▸ Set task
Rewrite all of the items below, swapping every "keypoint" for "marker" and leaving everything else unchanged.
────────────────────────────────────────
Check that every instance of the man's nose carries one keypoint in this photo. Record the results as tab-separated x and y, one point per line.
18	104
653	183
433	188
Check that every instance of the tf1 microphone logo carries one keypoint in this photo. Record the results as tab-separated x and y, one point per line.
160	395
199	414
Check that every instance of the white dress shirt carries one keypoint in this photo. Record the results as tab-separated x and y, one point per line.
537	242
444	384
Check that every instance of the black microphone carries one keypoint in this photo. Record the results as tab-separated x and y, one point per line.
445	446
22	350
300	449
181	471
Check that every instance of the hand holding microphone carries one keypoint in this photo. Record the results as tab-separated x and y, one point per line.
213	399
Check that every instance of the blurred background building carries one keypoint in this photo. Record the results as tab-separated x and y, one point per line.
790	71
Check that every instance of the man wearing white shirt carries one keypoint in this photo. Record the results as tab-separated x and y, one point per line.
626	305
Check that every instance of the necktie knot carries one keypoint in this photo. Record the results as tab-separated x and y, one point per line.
────────────────────────────────────────
▸ Task result
Check that every instance of the man's nose carries one marker in this photo. Record the results as tab-separated x and y, one point per line.
18	104
653	183
433	188
Check that every instance of the tf1 microphone logo carries one marker in this photo. Record the results as tab-separated x and y, one point per line.
160	395
199	414
Check that every instance of the white dress shirt carries one marker in this photo. Record the results as tab-separated x and y, one point per line.
537	242
444	384
Check that every instance of the black microphone carries one marker in this photo. Record the results as tab-separated x and y, one point per line.
445	446
22	350
300	449
181	471
Check that every instance of the hand holding microphone carries one marker in this photo. Record the results as tab-separated x and y, one point per line.
213	399
Check that every instance of the blurred background building carries one marker in this photo. Record the results as tab-separated x and y, one point per line.
790	71
Check that every instance of the man wearing white shirt carries one marker in this photo. Record the results as tab-separated x and y, one point per line.
626	305
Check that every instance of the necktie knot carries one marker in this photo. Record the results as tab-separated x and y, one point per line.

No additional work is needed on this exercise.